### Required work
Starting at the line with "Please put a point on the central", return every line through the final one of the data, word for word. Pictures stay out.
***
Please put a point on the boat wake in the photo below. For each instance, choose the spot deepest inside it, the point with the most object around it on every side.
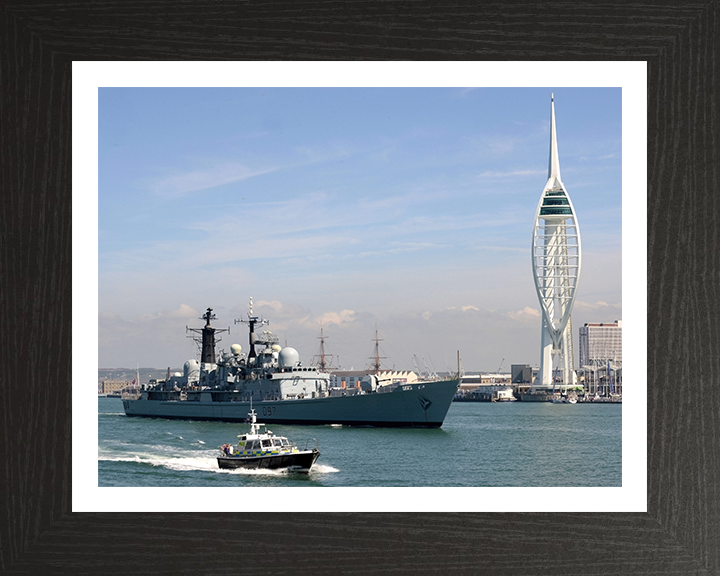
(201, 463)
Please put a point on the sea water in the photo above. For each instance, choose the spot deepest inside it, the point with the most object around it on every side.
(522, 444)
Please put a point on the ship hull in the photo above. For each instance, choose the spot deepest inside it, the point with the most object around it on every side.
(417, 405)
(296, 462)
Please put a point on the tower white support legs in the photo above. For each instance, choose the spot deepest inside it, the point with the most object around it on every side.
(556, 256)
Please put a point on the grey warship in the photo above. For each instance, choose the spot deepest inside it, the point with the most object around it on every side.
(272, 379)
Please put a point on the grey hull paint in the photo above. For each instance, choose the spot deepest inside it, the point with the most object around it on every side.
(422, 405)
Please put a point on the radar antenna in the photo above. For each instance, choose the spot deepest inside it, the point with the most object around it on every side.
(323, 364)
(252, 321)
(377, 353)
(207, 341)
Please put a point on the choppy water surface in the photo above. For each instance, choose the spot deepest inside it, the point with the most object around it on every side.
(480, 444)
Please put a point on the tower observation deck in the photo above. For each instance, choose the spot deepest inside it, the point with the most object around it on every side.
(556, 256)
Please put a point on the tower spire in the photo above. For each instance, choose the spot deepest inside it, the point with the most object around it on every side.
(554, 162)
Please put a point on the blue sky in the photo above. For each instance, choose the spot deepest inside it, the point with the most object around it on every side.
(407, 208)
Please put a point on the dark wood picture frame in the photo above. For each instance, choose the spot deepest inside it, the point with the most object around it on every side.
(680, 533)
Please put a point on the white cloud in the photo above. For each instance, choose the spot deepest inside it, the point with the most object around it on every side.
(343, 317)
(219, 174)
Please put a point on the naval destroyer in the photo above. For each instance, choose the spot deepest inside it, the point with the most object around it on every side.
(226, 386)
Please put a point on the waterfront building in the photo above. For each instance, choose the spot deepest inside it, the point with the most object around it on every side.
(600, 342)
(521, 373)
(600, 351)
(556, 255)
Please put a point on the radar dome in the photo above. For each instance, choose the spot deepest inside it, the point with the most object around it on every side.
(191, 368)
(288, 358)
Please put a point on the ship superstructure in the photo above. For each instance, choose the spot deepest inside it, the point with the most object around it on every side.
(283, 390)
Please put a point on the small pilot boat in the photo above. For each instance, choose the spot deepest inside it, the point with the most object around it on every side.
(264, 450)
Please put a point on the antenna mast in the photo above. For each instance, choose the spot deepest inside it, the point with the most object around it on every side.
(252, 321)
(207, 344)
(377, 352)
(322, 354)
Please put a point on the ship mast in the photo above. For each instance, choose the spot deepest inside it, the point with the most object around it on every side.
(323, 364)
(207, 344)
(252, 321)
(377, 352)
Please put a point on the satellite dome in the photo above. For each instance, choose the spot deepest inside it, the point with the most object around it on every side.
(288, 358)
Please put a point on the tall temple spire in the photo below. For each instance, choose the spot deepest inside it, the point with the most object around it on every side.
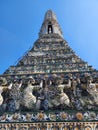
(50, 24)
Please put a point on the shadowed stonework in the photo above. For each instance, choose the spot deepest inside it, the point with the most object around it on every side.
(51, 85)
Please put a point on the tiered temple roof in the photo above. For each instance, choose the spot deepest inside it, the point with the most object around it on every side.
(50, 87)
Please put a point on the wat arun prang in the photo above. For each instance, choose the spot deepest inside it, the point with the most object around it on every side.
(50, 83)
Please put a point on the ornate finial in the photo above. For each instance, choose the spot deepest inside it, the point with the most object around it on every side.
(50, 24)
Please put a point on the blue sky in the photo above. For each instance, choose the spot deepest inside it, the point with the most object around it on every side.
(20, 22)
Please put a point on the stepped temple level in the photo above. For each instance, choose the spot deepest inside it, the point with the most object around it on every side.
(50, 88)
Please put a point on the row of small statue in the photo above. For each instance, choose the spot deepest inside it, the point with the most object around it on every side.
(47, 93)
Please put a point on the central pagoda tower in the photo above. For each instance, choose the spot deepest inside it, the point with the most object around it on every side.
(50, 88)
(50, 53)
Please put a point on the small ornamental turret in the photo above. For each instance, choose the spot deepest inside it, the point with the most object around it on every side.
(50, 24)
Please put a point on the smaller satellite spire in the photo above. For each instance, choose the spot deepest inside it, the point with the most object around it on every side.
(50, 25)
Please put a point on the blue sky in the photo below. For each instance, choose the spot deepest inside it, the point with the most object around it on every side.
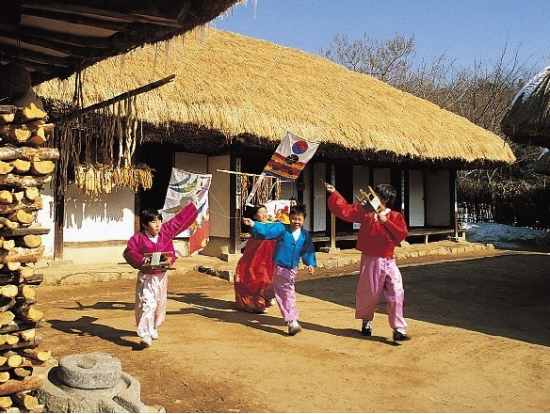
***
### Solution to this task
Please put a point on the central pagoda tower in the photo above. For each instance, choose the spot deepest inside it, the point with the most object around it on every side.
(50, 88)
(50, 53)
Please put a point on the small ornamental turret in the photo above. For each instance, choose the spot deepest inside it, the point with the most object around it on every side.
(50, 24)
Please put a point on the smaller satellite spire in the photo above. For each instance, choose the spot deepest inside it, the point with the most object around it on every side.
(50, 25)
Please put a point on the blue sky in the photo below. For each instance, choose the spot deepest inside it, the point with the most object around it on every side.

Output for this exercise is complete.